PROBLEM 1:
Answer these questions about the planer board thread:
(a) How long was the walleye that the small dipsy on one rubber band dragged?
(b) Which bands does Hook N Book say to use?
(c) What two things does peerlessfisherman say the rubber bands help do?

EXCERPT TO READ:
- - - - - - -

# Planer board release vs. rubberbands



## gkicker13 (Mar 8, 2005)

I just recently switched from releases on my planer board lines to rubberbands and shower hooks. The biggest problem I am running into is the rubberbands are too tough and don't break. I have tried all sizes of rubberbands and nothing seems to work like I've heard they do. Anyone have any idea what is going wrong. I ran a small dipsy off one rubber band and it dragged a 24" walleye for who knows how long. Thanks for any advice.


----------



## Hook N Book (Apr 7, 2004)

Two things...use the red #4 bands. Place the band only about a third of the way into the rerlease. You might even have to go further out to the edge of the release. Play around with different band placements until you find your sweet spot for good releases.


----------



## peerlessfisherman (Jun 2, 2006)

I use rubber bands and releases. You can buy the red planer board rubber bands that are made by Weldon ( I think). The rubber bands help absorb the wave shock and prevent false releases. I also put the clicker on and set the drag as loose as possible. Even the small bass will pull the drag. Nothing worse than hanging a small fish and not knowing it.


----------



## Scott Mick (Oct 18, 2006)

- - - - - - -

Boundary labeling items

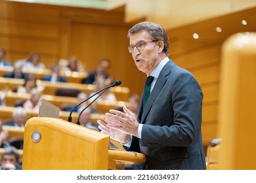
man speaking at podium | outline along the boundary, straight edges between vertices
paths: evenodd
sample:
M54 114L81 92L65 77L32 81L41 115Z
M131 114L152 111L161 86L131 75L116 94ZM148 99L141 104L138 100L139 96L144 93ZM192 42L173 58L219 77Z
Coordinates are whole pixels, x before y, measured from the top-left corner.
M144 169L205 169L198 82L168 58L168 37L159 25L139 23L128 37L128 50L148 76L138 116L125 106L123 112L110 110L98 120L99 128L125 150L145 154Z

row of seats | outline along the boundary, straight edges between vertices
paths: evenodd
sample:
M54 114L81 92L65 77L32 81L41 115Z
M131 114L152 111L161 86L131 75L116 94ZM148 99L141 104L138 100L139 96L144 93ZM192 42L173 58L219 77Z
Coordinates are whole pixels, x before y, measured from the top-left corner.
M8 87L11 90L13 91L18 86L24 84L24 80L17 78L8 78L0 77L0 88L5 88ZM72 97L76 97L77 94L80 92L85 92L91 93L96 91L96 86L92 84L84 84L79 83L65 83L65 82L56 82L51 83L49 81L43 81L40 80L37 80L37 85L41 86L45 88L42 93L45 95L64 95L64 92L69 92L68 93L74 93L74 95L70 94ZM130 90L127 87L116 86L110 88L110 91L113 92L117 101L127 101Z
M0 68L0 76L12 72L12 67L4 67ZM34 75L38 80L51 74L51 69L45 69L39 71L26 71L26 73ZM81 83L82 80L88 76L86 72L60 71L60 75L68 79L68 82Z

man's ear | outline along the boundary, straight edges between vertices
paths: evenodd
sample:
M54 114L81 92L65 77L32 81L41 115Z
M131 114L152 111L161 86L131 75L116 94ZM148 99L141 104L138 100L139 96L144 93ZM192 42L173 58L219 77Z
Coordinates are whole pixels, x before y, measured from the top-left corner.
M164 44L163 41L158 41L157 42L157 45L158 46L158 52L161 52L163 50Z

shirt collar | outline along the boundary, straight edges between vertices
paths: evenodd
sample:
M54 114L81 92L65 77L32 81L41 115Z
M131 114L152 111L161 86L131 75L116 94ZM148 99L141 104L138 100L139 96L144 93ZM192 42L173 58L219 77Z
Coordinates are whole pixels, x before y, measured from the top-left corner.
M158 78L159 75L163 67L165 65L165 64L169 61L168 57L162 59L160 63L158 65L158 66L153 70L153 71L150 73L150 76L154 76L155 78Z

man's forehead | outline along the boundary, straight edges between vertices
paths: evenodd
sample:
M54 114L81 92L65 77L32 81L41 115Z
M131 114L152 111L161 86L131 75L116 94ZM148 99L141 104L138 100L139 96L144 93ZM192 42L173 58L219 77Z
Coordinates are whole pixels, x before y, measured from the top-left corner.
M147 31L139 31L130 36L130 44L135 44L140 41L148 41L149 39L149 33Z

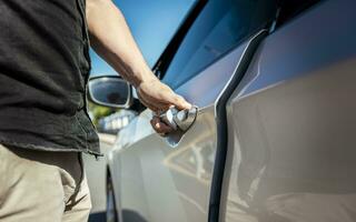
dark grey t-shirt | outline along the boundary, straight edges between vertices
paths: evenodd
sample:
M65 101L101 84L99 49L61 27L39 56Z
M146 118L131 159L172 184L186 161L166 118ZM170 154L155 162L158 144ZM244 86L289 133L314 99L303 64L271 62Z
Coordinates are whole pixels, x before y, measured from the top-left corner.
M98 154L85 0L1 0L0 14L0 143Z

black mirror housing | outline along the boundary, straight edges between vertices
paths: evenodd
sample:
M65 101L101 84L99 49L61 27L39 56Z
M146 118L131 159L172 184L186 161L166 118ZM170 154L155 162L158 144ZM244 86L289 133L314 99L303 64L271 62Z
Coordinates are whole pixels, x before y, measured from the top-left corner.
M132 104L131 85L118 75L90 78L88 89L89 100L96 104L121 109Z

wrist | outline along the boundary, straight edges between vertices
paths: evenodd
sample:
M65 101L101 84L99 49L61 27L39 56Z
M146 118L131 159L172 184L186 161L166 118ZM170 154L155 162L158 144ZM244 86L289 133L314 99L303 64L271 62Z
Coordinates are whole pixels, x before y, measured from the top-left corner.
M157 81L157 77L154 74L154 72L150 69L139 71L135 73L135 78L131 82L134 88L139 88L142 83Z

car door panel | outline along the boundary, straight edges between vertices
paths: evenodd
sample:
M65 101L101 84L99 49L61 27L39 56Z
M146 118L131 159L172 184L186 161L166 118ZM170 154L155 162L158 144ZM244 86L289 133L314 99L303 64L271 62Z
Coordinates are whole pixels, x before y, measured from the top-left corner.
M323 1L261 43L227 107L224 221L356 220L355 7Z
M137 133L112 153L120 162L113 171L120 174L115 183L120 188L117 202L122 211L134 211L146 221L207 221L216 153L215 100L247 46L243 43L177 89L201 109L176 148L152 131L149 110L122 130L122 134Z

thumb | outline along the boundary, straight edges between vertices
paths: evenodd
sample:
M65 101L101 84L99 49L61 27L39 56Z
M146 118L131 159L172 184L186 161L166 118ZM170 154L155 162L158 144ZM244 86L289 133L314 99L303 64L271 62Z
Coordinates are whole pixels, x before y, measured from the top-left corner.
M171 104L177 107L177 109L179 109L179 110L186 110L186 109L189 110L192 107L181 95L178 95L175 93L174 93L172 100L170 102L171 102Z

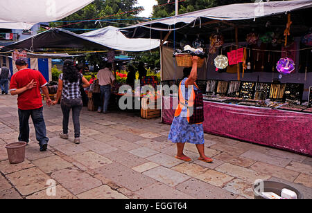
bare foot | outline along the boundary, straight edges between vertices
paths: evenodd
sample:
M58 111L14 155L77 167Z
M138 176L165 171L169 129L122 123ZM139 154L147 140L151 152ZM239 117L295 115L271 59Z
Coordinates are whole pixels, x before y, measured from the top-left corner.
M180 159L180 160L184 160L184 161L191 161L191 159L189 157L187 156L184 154L177 155L175 156L175 158L177 158L177 159Z

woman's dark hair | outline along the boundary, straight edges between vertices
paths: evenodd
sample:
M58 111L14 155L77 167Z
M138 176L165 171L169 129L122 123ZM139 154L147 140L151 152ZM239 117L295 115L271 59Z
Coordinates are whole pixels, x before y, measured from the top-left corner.
M105 67L108 68L112 68L112 63L106 63Z
M132 66L129 66L128 67L128 70L129 71L129 72L130 72L130 73L133 73L133 72L135 72L135 68Z
M191 67L186 67L183 69L183 78L189 77L191 74L191 71L192 71Z
M73 61L66 59L63 65L63 80L71 83L77 82L80 77L78 70L73 65Z

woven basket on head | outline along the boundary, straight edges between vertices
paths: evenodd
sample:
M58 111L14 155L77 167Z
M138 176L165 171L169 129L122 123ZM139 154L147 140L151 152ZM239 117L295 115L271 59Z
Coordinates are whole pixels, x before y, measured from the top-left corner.
M177 55L175 56L177 66L191 67L193 65L192 57L188 54ZM200 58L197 64L198 68L202 68L205 63L205 58Z

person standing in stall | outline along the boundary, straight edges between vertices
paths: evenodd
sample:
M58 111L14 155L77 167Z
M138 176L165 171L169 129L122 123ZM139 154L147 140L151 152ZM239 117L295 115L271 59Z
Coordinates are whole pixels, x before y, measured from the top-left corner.
M8 82L11 77L10 69L3 64L0 68L0 87L1 89L2 95L8 95Z
M137 69L139 70L139 80L141 81L143 77L147 75L147 70L145 68L144 63L141 62Z
M108 113L108 104L112 95L112 85L116 79L112 72L112 64L107 63L105 68L98 71L97 77L101 89L101 106L98 106L98 113Z
M185 142L189 142L196 145L200 154L198 160L211 163L213 160L205 154L203 98L196 83L198 59L193 56L192 68L185 68L183 71L184 80L179 86L179 104L168 139L177 145L176 158L191 160L183 152Z
M62 96L61 108L63 113L63 132L60 137L68 139L68 123L71 109L73 111L73 122L75 130L73 142L80 142L80 124L79 117L83 109L83 100L80 87L87 88L90 86L87 80L73 65L73 61L66 59L63 65L63 73L60 75L56 100L52 102L53 105L58 104Z

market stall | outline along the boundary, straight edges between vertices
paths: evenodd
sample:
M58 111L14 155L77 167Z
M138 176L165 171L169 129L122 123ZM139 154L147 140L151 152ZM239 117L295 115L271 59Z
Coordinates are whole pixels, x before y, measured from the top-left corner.
M306 0L234 4L123 30L168 41L161 46L163 86L182 80L176 54L207 54L197 82L206 93L205 132L311 156L311 8ZM163 95L165 123L177 97Z

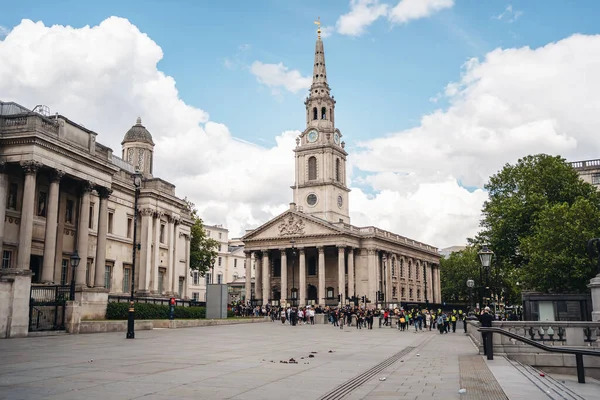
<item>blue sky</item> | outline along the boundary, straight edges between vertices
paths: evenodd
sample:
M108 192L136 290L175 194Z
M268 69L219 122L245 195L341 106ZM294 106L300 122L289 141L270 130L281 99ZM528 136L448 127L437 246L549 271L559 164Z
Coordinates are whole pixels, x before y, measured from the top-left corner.
M390 2L393 4L394 2ZM233 135L272 144L288 129L303 129L306 92L273 96L250 74L254 61L282 62L309 76L315 26L333 25L345 1L0 1L0 25L21 19L46 25L96 25L129 19L164 52L159 69L176 79L183 100L226 123ZM522 15L495 19L508 5ZM457 0L429 18L392 26L378 20L360 37L325 39L329 82L338 101L337 124L356 140L418 125L444 107L431 98L459 79L461 66L496 47L538 47L573 33L596 33L600 2ZM226 60L235 63L227 68ZM133 60L132 60L133 61ZM219 95L215 95L219 93Z
M598 1L0 0L0 10L0 99L46 104L117 154L141 116L157 175L232 236L292 199L318 16L353 224L464 244L506 163L600 158Z

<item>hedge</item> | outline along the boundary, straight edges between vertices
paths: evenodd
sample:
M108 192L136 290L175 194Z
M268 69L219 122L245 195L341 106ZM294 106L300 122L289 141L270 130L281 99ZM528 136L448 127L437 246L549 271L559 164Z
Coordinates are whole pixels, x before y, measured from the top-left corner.
M106 319L127 319L129 303L108 303ZM227 313L229 317L229 312ZM135 303L135 319L168 319L169 306L152 303ZM206 307L175 307L175 318L206 318Z

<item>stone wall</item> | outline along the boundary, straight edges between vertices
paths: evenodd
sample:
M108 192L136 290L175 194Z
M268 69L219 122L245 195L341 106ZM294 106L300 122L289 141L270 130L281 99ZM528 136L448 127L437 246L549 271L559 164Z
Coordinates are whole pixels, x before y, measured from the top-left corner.
M31 271L0 269L0 338L29 333Z

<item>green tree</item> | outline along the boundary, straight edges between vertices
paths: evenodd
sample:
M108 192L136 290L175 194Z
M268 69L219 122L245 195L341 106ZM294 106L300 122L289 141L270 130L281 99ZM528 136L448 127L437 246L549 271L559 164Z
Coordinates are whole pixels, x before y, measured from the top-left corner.
M198 216L198 210L194 203L187 197L184 201L194 221L190 235L190 270L198 271L201 276L204 276L215 263L220 243L206 236L204 223Z
M487 243L495 253L491 286L518 290L515 281L521 281L529 289L549 290L548 285L527 276L536 268L543 269L545 263L559 265L553 261L558 249L563 256L576 257L585 250L587 239L593 237L577 242L561 235L563 227L551 224L548 218L566 212L566 209L554 210L555 214L549 210L563 204L569 209L580 198L588 201L588 207L578 208L577 212L600 209L600 197L595 187L582 181L562 157L538 154L524 157L515 165L505 165L490 178L485 188L489 200L483 206L483 230L476 241ZM566 222L567 216L563 217L562 221ZM585 218L581 214L578 217ZM600 224L594 213L588 218L593 219L591 225ZM593 231L589 229L588 232ZM549 238L555 238L560 244L550 243ZM551 248L541 252L544 244ZM560 265L568 273L570 267L566 263ZM589 262L588 268L592 268ZM575 290L570 284L552 284L557 290Z

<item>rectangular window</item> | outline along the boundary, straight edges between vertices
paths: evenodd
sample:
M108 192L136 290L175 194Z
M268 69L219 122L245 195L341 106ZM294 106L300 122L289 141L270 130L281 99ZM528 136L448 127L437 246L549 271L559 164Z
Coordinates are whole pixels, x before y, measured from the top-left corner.
M69 259L63 258L62 263L60 264L60 284L67 284L67 276L69 274Z
M94 203L90 203L90 221L88 225L90 229L94 229Z
M8 198L6 199L6 207L10 210L17 209L17 194L19 192L19 184L11 182L8 189Z
M104 266L104 288L110 290L110 281L112 279L112 266Z
M108 213L108 233L113 233L112 230L113 230L114 217L115 217L115 213L113 213L113 212Z
M129 293L131 290L131 267L123 268L123 293Z
M46 203L48 202L48 193L38 192L38 217L46 217Z
M4 250L2 252L2 268L10 268L12 265L12 251Z
M67 209L65 212L65 222L68 224L73 223L73 209L75 208L75 203L73 200L67 199Z

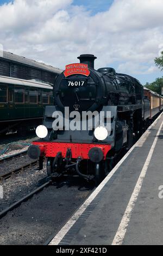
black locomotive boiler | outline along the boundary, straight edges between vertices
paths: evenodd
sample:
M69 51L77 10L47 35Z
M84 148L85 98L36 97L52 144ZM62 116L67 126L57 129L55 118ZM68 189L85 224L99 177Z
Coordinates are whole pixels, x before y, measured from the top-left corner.
M110 68L96 70L93 55L82 54L78 58L80 63L67 65L57 77L54 106L46 106L43 126L38 127L40 138L29 147L28 155L40 157L40 167L44 157L47 157L49 175L77 174L98 182L112 168L119 154L130 148L134 139L142 133L151 115L150 99L145 96L143 86L135 78L117 74ZM155 114L162 108L162 99L160 102L161 99ZM58 111L65 121L65 107L80 113L103 112L104 125L110 112L110 132L101 136L103 127L96 127L93 115L92 129L87 126L86 130L72 130L64 124L61 129L55 129L53 113ZM66 120L67 124L71 121L71 118Z

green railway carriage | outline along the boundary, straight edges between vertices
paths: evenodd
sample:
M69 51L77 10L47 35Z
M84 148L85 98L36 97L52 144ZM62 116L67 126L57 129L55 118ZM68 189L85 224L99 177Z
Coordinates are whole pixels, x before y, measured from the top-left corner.
M41 124L49 105L53 105L51 84L0 76L0 135L10 131L23 133Z

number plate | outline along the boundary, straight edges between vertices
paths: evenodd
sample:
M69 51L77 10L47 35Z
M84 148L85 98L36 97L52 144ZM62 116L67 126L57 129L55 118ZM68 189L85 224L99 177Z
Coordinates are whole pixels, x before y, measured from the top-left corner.
M86 81L85 80L71 80L67 81L68 87L82 87L86 86Z

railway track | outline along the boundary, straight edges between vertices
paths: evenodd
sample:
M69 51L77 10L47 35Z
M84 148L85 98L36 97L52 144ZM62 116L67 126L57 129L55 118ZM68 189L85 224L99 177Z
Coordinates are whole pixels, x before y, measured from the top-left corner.
M26 139L31 139L36 137L35 134L31 135L28 136L18 136L16 135L9 135L9 138L2 138L0 137L0 145L2 146L8 143L10 143L13 142L17 142L18 141L23 141Z
M71 178L46 181L4 209L0 212L0 244L46 244L92 192L92 185L78 178L76 185Z
M10 160L11 160L15 157L20 157L22 156L24 156L27 155L27 150L24 150L22 152L20 152L18 153L15 154L14 155L12 155L11 156L6 156L5 157L3 157L0 159L0 164L2 163L3 163L5 161L9 161Z
M1 212L0 212L0 219L2 218L3 217L4 217L9 211L14 210L14 209L16 209L22 203L27 201L29 198L32 197L34 194L37 194L37 193L41 191L41 190L42 190L45 187L48 186L51 184L51 180L48 181L47 182L45 182L44 184L42 185L41 186L40 186L37 188L35 189L32 192L27 194L27 196L22 197L21 199L18 200L14 204L12 204L11 205L5 209L4 209L3 211L2 211Z
M13 174L16 174L30 167L33 167L36 166L39 163L38 160L31 161L30 162L20 166L17 168L12 169L3 174L0 175L0 180L7 179L11 177Z

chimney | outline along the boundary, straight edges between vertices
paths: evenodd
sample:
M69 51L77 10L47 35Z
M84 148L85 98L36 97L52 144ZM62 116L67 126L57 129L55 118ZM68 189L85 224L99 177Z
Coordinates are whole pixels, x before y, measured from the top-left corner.
M78 57L80 63L87 64L88 67L94 69L94 60L97 57L93 54L81 54Z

- - - - - - -

PROBLEM 2: Express the part of the records that opens with the line containing "black locomotive boiler" and closes with the line containing "M110 68L96 70L93" as a numbered list, including both of those lines and leaving out any blank lines.

FULL RESPONSE 1:
(a) 24"
(b) The red #4 bands
(c) Absorb the wave shock and prevent false releases

FULL RESPONSE 2:
1. black locomotive boiler | outline along the boundary, straight edges between vertices
2. paths: evenodd
3. sample:
4. M69 51L77 10L47 35Z
5. M84 148L85 98L36 97L52 144ZM62 116L67 126L57 129L55 118ZM68 189L85 224L99 177Z
6. Coordinates are whole pixels, x before y, measured from the top-left corner.
7. M110 68L96 70L93 55L82 54L78 58L80 63L67 65L57 77L54 106L46 106L43 126L38 127L40 138L29 147L28 155L40 157L40 167L44 157L47 157L49 175L77 174L98 182L112 168L119 154L130 148L134 139L142 133L151 115L150 99L145 96L143 86L135 78L117 74ZM155 114L162 108L162 99L160 102L161 99ZM58 111L65 121L65 107L80 113L103 112L104 125L110 112L110 132L101 136L103 127L96 127L93 115L92 129L87 126L86 130L72 130L64 124L61 129L55 129L53 113ZM66 120L67 124L71 121L71 118Z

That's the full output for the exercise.